Texte source =>
....................

Peut-on vraiment atteindre la multiperformance ?

Depuis dix ans, le projet Syppre met à l’épreuve du terrain divers systèmes agroécologiques, dans l’objectif d’atteindre la triple performance : technique, environnementale et économique. Ses conclusions sont autant de clés pour faire évoluer son système.
L’ensemble des résultats des plateformes Syppre ont été présentés lors de colloques aux champs entre mai et octobre 2024.

L’ensemble des résultats des plateformes Syppre ont été présentés lors de colloques aux champs entre mai et octobre 2024.

La durée et l’implantation des essais Syppre permettent aujourd’hui de produire des conclusions statistiquement valides sur l’efficacité de divers systèmes agroécologiques comparés à des systèmes traditionnels optimisés.

Rappelons que dans chaque région, les premiers ont été imaginés en capitalisant sur l’expertise collective d’agriculteurs locaux, de partenaires économiques et des instituts techniques et ont pour objectif d’atteindre a priori la multiperformance.

....................

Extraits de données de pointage

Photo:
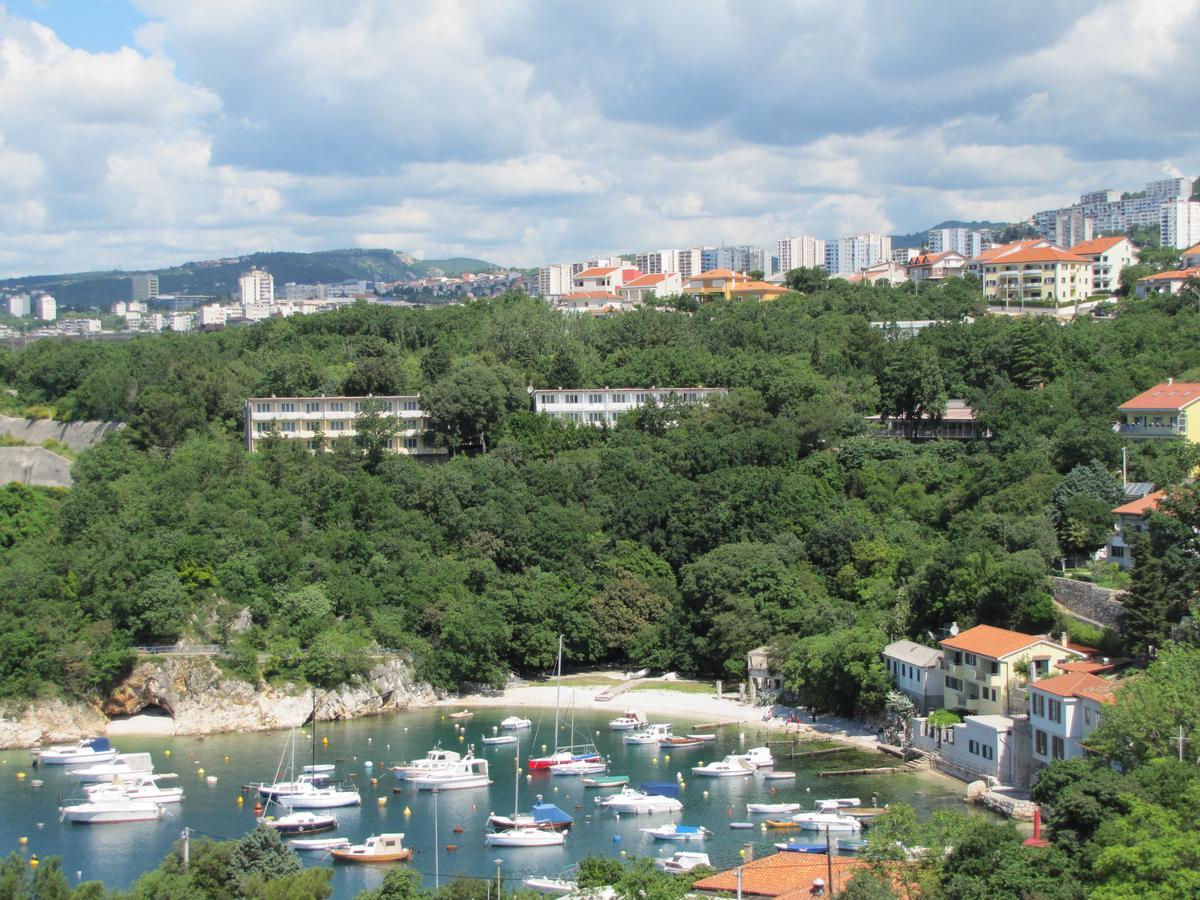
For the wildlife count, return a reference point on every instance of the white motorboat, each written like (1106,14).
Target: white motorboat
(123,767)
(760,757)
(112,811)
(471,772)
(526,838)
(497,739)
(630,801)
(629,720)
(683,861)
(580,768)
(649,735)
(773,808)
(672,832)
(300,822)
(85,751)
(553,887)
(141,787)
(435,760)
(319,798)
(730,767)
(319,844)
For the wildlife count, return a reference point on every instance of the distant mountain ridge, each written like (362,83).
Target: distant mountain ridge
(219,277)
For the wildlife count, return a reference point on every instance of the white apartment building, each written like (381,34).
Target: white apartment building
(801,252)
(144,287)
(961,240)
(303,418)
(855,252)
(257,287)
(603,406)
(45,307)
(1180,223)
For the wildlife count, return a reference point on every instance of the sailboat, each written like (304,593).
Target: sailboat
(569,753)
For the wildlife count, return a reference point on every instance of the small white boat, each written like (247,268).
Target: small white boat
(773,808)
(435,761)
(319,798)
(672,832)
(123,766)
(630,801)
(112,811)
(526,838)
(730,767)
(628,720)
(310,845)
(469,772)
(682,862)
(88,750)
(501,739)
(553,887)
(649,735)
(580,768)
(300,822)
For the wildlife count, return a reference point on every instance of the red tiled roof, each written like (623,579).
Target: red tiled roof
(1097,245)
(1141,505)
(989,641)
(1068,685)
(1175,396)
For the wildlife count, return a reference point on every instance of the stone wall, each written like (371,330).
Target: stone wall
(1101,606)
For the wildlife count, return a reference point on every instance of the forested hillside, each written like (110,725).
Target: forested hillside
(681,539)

....................

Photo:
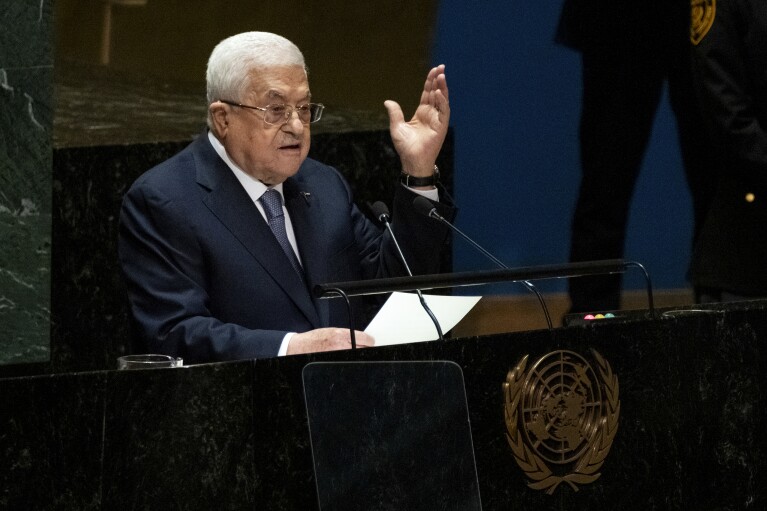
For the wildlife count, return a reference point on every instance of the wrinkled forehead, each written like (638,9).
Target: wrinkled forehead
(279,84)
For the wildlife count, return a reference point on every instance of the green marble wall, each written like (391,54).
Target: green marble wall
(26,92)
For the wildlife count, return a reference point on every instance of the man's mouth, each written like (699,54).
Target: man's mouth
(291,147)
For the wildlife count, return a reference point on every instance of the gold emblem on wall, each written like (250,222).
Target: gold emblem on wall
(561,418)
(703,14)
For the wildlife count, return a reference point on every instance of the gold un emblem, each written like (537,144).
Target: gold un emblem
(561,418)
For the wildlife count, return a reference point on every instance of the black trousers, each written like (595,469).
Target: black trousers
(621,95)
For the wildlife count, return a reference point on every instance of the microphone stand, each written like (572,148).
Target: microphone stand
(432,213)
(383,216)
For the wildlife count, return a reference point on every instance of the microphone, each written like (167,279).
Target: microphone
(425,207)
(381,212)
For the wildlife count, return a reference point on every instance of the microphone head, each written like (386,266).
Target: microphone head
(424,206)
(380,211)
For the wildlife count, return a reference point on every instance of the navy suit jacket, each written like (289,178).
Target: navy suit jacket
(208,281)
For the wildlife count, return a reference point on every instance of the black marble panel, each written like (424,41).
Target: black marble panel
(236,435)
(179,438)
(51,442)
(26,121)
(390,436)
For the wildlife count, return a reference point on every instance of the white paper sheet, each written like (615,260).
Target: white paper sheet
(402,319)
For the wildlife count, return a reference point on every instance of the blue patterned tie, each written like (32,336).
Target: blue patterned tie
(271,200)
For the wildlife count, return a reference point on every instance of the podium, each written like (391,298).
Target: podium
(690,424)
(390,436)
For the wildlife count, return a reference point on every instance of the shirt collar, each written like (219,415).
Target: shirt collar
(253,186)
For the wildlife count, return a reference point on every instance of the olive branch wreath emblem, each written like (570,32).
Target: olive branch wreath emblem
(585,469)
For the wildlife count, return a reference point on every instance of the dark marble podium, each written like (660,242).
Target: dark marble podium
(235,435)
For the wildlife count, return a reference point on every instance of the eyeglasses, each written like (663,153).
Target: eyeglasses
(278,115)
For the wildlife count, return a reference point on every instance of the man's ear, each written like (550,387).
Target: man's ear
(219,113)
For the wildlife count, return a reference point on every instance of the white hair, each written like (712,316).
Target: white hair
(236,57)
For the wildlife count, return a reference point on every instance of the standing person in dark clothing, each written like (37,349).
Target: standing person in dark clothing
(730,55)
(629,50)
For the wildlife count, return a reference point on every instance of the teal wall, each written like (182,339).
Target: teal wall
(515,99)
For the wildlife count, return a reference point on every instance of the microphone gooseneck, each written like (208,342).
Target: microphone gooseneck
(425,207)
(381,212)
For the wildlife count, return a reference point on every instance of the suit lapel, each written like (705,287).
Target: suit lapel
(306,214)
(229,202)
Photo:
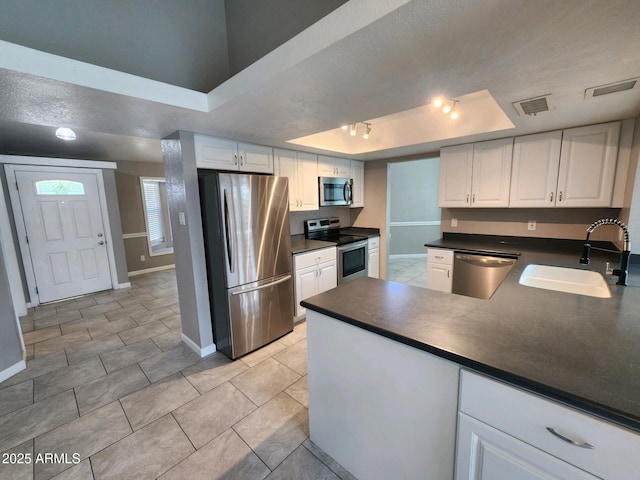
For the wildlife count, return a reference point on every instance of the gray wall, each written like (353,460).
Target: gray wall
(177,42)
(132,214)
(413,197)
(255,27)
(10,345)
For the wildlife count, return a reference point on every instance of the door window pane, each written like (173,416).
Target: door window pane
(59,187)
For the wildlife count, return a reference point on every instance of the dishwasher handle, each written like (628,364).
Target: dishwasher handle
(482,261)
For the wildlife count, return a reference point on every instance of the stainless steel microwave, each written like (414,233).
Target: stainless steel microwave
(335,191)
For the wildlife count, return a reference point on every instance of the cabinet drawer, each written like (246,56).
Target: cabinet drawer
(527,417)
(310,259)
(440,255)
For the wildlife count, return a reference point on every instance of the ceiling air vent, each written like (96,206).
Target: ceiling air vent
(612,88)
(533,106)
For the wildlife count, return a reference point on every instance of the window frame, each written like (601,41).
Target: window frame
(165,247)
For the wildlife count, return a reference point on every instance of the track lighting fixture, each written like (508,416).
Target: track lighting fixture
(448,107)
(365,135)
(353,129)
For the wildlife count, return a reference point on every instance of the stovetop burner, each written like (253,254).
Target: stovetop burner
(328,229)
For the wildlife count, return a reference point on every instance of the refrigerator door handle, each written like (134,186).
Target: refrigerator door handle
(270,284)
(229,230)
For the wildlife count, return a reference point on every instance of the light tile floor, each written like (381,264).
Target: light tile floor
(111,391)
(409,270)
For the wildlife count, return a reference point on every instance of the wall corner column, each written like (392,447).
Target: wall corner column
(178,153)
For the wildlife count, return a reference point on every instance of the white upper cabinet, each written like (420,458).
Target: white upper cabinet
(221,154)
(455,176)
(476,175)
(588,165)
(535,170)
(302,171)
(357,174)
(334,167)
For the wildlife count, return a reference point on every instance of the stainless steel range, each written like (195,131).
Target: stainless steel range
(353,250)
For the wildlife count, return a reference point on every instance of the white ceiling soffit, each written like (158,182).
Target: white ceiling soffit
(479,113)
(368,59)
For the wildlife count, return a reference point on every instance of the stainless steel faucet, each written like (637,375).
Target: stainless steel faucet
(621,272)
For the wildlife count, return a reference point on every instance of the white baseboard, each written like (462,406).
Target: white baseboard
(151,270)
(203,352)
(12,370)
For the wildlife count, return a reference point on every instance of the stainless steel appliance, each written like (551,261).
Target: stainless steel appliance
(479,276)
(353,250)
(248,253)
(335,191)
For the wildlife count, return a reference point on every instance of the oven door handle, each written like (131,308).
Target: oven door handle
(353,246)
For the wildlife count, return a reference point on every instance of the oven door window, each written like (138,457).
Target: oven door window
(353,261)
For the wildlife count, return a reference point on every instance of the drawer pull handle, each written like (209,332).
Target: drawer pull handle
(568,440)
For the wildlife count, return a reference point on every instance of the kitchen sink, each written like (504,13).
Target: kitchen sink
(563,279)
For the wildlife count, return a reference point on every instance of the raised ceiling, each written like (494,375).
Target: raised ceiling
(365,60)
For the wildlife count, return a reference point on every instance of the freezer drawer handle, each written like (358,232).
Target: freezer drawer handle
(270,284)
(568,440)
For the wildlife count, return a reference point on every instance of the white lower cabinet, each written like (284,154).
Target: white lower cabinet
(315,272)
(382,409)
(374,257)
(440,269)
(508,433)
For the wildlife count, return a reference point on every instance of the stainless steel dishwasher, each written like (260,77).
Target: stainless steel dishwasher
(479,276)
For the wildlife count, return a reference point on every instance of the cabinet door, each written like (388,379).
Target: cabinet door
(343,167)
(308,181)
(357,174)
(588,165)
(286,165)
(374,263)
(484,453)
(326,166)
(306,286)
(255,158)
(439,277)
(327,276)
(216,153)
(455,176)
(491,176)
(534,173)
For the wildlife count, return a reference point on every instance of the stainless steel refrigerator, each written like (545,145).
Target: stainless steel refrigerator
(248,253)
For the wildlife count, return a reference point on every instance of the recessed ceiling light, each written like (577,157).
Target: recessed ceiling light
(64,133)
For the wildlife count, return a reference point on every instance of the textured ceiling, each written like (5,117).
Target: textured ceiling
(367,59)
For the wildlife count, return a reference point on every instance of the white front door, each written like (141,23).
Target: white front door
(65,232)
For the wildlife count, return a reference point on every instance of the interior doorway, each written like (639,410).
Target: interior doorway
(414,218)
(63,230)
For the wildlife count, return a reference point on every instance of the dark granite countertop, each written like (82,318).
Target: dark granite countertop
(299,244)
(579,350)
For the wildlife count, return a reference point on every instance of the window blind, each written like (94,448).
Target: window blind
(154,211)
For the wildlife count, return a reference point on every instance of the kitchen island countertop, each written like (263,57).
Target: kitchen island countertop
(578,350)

....................

Consigne => Selon le texte source, qu'est-ce qui permet aujourd'hui aux essais Syppre de produire des conclusions statistiquement valides ? Répondez en une à trois phrases.

Réponse => Ce sont la durée et l'implantation des essais Syppre qui le permettent. Grâce à elles, ces essais produisent des conclusions statistiquement valides sur l'efficacité de divers systèmes agroécologiques, comparés à des systèmes traditionnels optimisés.